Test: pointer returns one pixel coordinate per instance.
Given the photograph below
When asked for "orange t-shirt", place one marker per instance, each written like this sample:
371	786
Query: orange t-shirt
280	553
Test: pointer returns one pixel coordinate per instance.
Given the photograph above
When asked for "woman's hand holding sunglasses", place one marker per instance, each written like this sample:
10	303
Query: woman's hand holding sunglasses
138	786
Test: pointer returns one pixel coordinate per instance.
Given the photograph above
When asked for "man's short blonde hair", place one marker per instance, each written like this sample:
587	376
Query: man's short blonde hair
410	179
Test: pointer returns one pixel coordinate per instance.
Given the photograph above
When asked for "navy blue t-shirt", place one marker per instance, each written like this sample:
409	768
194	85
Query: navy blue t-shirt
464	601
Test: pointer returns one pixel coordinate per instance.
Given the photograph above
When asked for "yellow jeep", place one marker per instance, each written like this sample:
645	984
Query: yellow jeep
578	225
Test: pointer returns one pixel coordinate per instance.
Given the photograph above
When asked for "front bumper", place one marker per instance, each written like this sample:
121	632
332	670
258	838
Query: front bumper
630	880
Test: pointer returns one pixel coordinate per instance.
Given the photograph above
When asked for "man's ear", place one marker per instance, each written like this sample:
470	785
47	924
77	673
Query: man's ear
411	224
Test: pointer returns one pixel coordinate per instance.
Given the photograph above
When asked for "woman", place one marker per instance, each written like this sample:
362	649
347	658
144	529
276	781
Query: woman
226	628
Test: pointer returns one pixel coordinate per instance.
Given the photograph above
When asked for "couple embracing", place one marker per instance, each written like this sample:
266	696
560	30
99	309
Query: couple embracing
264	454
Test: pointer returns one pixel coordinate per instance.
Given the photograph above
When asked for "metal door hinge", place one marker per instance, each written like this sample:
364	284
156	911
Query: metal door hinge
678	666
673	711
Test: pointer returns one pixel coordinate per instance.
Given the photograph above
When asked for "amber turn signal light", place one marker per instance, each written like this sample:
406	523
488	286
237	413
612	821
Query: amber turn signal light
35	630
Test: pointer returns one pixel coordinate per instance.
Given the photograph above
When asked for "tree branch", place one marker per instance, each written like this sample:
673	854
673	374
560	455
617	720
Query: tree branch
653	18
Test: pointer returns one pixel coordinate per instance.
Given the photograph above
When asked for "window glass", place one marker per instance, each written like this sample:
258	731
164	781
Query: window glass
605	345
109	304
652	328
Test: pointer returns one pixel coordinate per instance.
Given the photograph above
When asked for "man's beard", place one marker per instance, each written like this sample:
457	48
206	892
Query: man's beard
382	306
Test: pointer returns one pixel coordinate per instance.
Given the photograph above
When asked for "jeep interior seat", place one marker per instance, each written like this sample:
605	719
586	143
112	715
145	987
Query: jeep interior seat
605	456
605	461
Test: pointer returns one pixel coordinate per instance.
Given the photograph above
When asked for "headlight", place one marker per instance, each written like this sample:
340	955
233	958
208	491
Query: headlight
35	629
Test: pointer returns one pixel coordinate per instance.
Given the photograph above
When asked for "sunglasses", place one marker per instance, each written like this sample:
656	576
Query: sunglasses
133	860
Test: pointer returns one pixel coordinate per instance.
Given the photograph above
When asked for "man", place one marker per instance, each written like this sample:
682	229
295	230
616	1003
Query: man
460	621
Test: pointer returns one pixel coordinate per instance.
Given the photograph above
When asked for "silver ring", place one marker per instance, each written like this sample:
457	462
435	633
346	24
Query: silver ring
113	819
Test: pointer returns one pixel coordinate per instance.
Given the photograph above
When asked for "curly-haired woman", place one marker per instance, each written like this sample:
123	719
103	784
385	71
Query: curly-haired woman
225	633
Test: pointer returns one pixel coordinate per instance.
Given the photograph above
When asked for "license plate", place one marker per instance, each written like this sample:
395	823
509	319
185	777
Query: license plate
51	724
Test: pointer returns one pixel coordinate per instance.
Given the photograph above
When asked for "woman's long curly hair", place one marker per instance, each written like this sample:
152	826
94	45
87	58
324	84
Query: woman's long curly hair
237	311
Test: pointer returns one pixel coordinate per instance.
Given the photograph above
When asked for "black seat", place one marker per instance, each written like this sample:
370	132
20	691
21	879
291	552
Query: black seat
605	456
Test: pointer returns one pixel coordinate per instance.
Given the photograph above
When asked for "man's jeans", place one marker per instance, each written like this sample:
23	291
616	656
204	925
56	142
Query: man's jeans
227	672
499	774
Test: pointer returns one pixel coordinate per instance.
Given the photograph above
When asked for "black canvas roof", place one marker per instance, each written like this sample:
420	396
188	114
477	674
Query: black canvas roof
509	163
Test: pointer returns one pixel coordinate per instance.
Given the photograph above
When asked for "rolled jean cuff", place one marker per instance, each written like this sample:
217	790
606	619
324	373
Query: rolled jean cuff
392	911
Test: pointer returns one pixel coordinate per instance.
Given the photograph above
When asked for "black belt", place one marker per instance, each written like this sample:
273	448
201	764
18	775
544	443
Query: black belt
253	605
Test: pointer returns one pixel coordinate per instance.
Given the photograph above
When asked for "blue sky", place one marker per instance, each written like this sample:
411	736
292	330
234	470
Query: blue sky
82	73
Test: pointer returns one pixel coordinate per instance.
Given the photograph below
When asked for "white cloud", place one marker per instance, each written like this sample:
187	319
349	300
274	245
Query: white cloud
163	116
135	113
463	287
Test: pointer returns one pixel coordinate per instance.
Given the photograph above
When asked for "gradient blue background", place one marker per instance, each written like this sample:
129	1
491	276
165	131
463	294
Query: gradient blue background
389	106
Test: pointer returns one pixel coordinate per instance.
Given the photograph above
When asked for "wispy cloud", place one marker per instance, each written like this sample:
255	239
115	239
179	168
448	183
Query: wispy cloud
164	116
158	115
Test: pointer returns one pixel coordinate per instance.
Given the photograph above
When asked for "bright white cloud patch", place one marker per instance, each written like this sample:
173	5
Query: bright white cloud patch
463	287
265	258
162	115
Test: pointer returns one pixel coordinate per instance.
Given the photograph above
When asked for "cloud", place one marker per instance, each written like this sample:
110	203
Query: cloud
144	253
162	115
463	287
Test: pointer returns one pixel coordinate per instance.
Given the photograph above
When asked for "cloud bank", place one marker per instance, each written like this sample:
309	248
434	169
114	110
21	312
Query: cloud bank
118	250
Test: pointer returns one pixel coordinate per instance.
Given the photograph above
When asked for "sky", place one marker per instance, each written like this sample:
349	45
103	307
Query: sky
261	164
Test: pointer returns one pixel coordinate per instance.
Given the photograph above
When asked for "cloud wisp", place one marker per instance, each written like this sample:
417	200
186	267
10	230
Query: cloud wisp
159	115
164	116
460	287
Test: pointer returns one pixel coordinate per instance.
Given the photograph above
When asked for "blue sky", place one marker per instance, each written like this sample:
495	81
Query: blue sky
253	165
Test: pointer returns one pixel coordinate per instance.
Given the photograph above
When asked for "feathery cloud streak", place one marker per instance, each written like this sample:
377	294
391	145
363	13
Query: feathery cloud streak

● ● ● ● ● ● ●

**Exercise details:** Make an exact copy of the material above.

**Written solution:**
Test: pointer returns one pixel coordinate per instance.
Given the photograph below
When asked for "orange t-shirt", place one marker per instance, each written like this sample:
371	786
Query: orange t-shirt
280	553
Test: pointer returns one pixel coordinate per instance.
Given the photograph above
When asked for "woman's hand holding sunglasses", place one marker per instance, each written like this sample:
10	303
Query: woman's hand holding sunglasses
138	786
Test: pointer returns one pixel coordinate per instance.
Given the photograph above
When asked for "man's short blonde hair", place one marker per instance, each written like this sample:
587	376
Query: man's short blonde hair
410	179
Test: pointer returns one pixel coordinate per instance.
Given the photograph above
When asked for "navy blue t-shirt", place one marker per instance, each written like this sample:
409	768
194	85
Query: navy blue t-shirt
464	601
Test: pointer returns one pixel coordinate per instance.
Given the photograph above
When asked for "yellow jeep", place one marker per instance, each written like this sample:
645	984
Query: yellow jeep
578	225
Test: pointer returns one pixel coordinate per instance.
Given the photograph above
When asked for "front bumper", place one marker per instance, each written like this sample:
121	632
332	670
258	838
Query: front bumper
630	880
Test: pointer returns one pixel coordinate per instance.
Given the photograph above
When asked for "man's ear", place one marker per instance, each written like this sample:
470	785
47	924
77	673
Query: man's ear
411	224
Test: pointer returns one pixel coordinate per instance.
Given the photograph above
When asked for "woman", place one marker per instance, each written like this sample:
362	649
347	658
144	529
276	781
Query: woman
226	628
Test: pointer returns one pixel coordinate per instance.
Given the photograph above
When asked for "couple embracing", place one marker per instance, each written like this sample:
266	696
560	30
99	309
Query: couple embracing
264	454
Test: pointer returns one pixel coordinate per instance.
Given the photograph above
When asked for "metal door hinge", place one marker per instance, each written like this sample:
364	284
156	911
Query: metal door hinge
678	666
673	711
Test: pointer returns one pixel coordinate per instance.
Given the photograph above
When asked for "amber turn signal light", place one marker per instance, each written like this sample:
406	523
488	286
237	413
612	821
Query: amber turn signal light
35	630
Test: pointer returns one pixel coordinate per instance.
Given the photograph above
When asked for "tree branch", place one marker per instance, each written like this sample:
673	854
673	374
560	455
617	720
Query: tree branch
653	18
Test: pointer returns one pixel coordinate per instance.
Given the photograph above
When asked for "window glass", place one marker per instance, each written like this sample:
258	731
164	781
Query: window glass
605	345
109	304
652	328
Test: pointer returns one pixel coordinate per instance.
Given the photograph above
When asked for "man's beard", place one marker per instance, each written like this sample:
457	48
206	892
Query: man's beard
382	306
Test: pointer returns one pixel coordinate per instance.
Given the photograph above
When asked for "jeep interior seat", place one marker per instance, each written like this sample:
605	719
586	143
112	715
145	987
Query: jeep interior seat
605	456
605	461
Test: pointer returns one pixel coordinate per instance.
Given the photograph above
When asked for "headlight", place one marker per instance, each written like this sample:
340	955
233	958
208	491
Query: headlight
35	629
Test: pointer returns one pixel coordinate per instance.
Given the photograph above
When asked for "sunglasses", place one marker per instance, each written like this sample:
656	576
Query: sunglasses
133	860
Test: pointer returns one pixel coordinate per instance.
Given the photograph above
When asked for "man", place one marker per instance, each written like this sample:
682	229
295	230
616	1003
Query: man
460	621
Test: pointer returns one pixel coordinate per instance.
Given the photograph above
When asked for "silver ring", place one marker per instance, each written like this sample:
457	462
435	633
346	24
Query: silver ring
113	819
Test: pointer returns one pixel coordinate per instance.
Given the photograph above
When asked for "curly-haired woman", place one marker per instance, each written like this sample:
123	719
103	784
385	71
Query: curly-haired woman
225	633
Test: pointer returns one pixel coordinate per instance.
Given the photograph above
When asked for "license plate", place one marker per instance, each written like this sample:
395	823
509	319
185	777
Query: license plate
51	724
Test: pointer returns one pixel coordinate per instance.
Given the photograph above
When asked for "woman's long curly hair", place one marker per instance, each written like this sample:
152	826
94	45
87	58
324	84
Query: woman's long curly hair
237	311
Test: pointer returns one pixel coordinate per instance.
Given the photograph above
When asked for "black seat", place one marker per instance, each written like this sample:
370	132
20	691
21	879
291	552
Query: black seat
605	456
Test: pointer returns one pixel coordinate per instance.
Given the photograph above
When asked for "man's jeans", place one marker per instance, each written like this sample:
23	291
616	656
204	925
56	142
Query: man's jeans
227	672
499	774
Test: pointer returns one pixel coordinate per instance.
Given the photograph above
When asked for "black canvas roof", place one marker per instance, each written like this sample:
420	396
188	114
477	674
Query: black canvas roof
509	163
Test: pointer returns one pixel coordinate per instance.
Given the photograph above
When asked for "rolled jean cuff", place one marker per instance, each written like this sample:
217	790
606	619
324	373
Query: rolled jean cuff
392	911
Test: pointer returns one pixel coordinate per instance.
Given the photograph above
When asked for "black belt", place one marker per instance, each written like this sample:
273	448
201	764
18	775
544	443
Query: black belt
253	605
Test: pointer returns one pixel coordinate per instance.
Given the photograph above
When asked for "blue sky", place one marker per instance, each written like this sample:
411	736
292	330
234	470
Query: blue sky
82	73
Test: pointer returns one pixel coordinate per instance.
Given the photograph below
When asked for "white cloud", place one marker per instance, each written like this sample:
187	319
349	300
274	245
Query: white cloud
163	116
135	113
463	287
Test: pointer returns one pixel coordinate per instance.
Given the photograph above
When asked for "gradient blue background", place one marker per instance, each written like this sample:
129	1
491	276
165	131
463	294
Query: gradient blue background
389	106
Test: pointer returns one pixel coordinate per instance.
Given the photograph above
When asked for "wispy cloud", place one marker per instance, each written like this sample:
255	239
115	239
179	168
448	183
Query: wispy cloud
164	116
158	115
Test: pointer returns one pixel coordinate per instance.
Given the photograph above
When asked for "bright white cloud patch", place one marker per instance, each written like this sample:
173	5
Query: bright white cloud patch
463	287
265	258
162	115
Test: pointer returns one pixel coordinate per instance.
Given the photograph above
When asked for "cloud", place one marker per instance, each written like this sample:
110	203
Query: cloud
144	253
162	115
463	287
Test: pointer returns one pixel coordinate per instance.
Given the photograph above
When asked for "cloud bank", place one marker per instance, each written like this sample:
309	248
434	169
114	110
21	312
Query: cloud bank
118	250
Test: pointer returns one pixel coordinate per instance.
Given the photograph above
When asked for "sky", place one marker per instance, each written like this sample:
349	45
103	307
Query: sky
261	164
Test: pointer returns one pixel coordinate per instance.
Given the photograph above
When asked for "cloud wisp", place one marker per instance, each written like this sample:
417	200
186	267
10	230
Query: cloud wisp
159	115
164	116
460	287
Test: pointer returns one pixel coordinate per instance.
Given the photograph above
When asked for "blue sky", place one marker per instance, each written like this sample:
495	81
Query: blue sky
253	165
Test: pointer returns one pixel coordinate per instance.
Given the photograph above
When asked for "feathery cloud streak", place one marker per instance, each written like this sample:
377	294
391	145
363	13
Query: feathery cloud streak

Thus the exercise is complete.